Nossa missão é contribuir para a reforma da igreja no Brasil por meio da literatura

Consolai, consolai o meu povo, diz o vosso Deus

Pergunta 1. Qual é o seu único conforto na vida e na morte?

Resposta. Meu único conforto é que – corpo e alma, tanto na vida como na morte – não pertenço a mim mesmo, mas ao meu fiel Salvador, Jesus Cristo, que com o seu próprio sangue, pagou totalmente pelos meus pecados e me libertou completamente do poder do diabo, e assim ele me preserva, de modo que, contra a vontade de meu Pai celestial, nem um fio de cabelo poderá cair da minha cabeça, e também que todas as coisas devem cooperar para a minha salvação, e, portanto, pelo seu Espírito Santo ele também me garante a vida eterna e me torna sinceramente disposto e pronto a viver para ele daqui em diante.

Pergunta 2. Quais as coisas que você precisa saber para que, por desfrutar desse conforto, possa viver e morrer de modo mais feliz?

Resposta. Três coisas: a primeira, como são grandes o meu pecado e a mi­nha miséria; a segunda, como posso ser salvo dos meus pecados e miséria; e a terceira, como posso expressar a minha gratidão a Deus por essa libertação.

A primeira pergunta é, sem dúvida, a mais famosa do Catecismo. Talvez até seja a única parte do Catecismo que a maioria dos cristãos (mesmo os reformados) já ouviu. Mas suponho que, se você tiver de ouvir apenas uma, essa é uma pergunta excelente.

▬▬▬

▶ _Instruções_:
[a] Transcreva do texto sobre o Catecismo todo o trecho que vai desde "Resposta. Três coisas: a" até "por essa libertação.".
[b] Responda às perguntas abaixo com base no texto sobre o Catecismo.
(i) Segundo a resposta à Pergunta 1, a quem pertence quem responde, em corpo e alma?
(ii) Quantas coisas, segundo a resposta à Pergunta 2, é preciso saber?
(iii) Qual pergunta o texto considera a mais famosa do Catecismo?

▬▬▬

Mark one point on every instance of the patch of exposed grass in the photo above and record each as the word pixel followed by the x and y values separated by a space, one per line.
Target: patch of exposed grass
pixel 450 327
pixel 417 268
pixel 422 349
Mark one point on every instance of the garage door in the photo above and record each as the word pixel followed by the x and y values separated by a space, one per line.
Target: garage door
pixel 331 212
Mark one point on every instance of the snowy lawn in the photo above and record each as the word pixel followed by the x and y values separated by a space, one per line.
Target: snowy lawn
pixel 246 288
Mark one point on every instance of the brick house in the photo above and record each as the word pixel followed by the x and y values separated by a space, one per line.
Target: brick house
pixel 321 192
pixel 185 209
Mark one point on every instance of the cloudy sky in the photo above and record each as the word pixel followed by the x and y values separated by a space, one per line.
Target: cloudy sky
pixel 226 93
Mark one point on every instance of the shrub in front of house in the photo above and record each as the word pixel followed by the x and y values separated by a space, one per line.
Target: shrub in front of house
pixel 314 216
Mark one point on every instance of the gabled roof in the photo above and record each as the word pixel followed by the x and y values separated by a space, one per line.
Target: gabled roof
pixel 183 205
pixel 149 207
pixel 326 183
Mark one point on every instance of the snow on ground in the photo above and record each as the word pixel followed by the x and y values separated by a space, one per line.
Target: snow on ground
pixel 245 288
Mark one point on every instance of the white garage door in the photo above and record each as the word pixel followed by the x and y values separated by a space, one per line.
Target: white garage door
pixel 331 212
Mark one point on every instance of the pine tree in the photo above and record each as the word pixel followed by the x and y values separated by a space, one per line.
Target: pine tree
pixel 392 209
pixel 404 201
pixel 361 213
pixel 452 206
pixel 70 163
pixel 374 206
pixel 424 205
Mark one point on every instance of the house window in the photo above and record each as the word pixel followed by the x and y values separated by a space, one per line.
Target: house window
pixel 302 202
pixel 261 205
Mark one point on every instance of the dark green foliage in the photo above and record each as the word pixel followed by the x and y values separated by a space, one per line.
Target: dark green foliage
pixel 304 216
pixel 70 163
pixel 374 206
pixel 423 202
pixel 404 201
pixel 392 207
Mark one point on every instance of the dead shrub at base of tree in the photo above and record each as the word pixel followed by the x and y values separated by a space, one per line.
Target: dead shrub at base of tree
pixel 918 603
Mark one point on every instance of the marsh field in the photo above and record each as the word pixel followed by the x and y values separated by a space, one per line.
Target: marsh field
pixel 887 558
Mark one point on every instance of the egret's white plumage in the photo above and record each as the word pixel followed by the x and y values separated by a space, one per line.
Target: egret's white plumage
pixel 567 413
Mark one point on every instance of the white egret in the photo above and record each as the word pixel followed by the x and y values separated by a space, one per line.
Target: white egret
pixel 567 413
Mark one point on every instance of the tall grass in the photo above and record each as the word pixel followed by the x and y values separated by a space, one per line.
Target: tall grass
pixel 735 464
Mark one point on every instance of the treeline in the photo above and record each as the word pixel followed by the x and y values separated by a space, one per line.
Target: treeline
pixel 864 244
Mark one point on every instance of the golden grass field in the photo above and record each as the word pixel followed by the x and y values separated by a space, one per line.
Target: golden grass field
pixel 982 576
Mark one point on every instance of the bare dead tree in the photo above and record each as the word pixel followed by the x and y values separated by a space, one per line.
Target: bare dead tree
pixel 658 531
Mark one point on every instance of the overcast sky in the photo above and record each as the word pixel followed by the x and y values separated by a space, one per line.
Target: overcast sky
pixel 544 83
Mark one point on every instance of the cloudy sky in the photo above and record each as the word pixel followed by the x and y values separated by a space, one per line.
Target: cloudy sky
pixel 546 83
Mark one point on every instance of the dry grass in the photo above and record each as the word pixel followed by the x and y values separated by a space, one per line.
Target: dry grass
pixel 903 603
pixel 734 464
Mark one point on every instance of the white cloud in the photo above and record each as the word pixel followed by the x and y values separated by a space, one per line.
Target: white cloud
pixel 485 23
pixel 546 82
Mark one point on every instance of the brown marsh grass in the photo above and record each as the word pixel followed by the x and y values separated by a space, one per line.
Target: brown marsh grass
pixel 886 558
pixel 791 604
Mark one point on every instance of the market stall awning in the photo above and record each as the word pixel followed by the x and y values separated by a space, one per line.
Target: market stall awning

▬▬▬

▶ _Respostas às tarefas_:
[a]
Resposta. Três coisas: a primeira, como são grandes o meu pecado e a mi­nha miséria; a segunda, como posso ser salvo dos meus pecados e miséria; e a terceira, como posso expressar a minha gratidão a Deus por essa libertação.

[b]
(i) Ao seu fiel Salvador, Jesus Cristo.
(ii) Três coisas.
(iii) A primeira pergunta.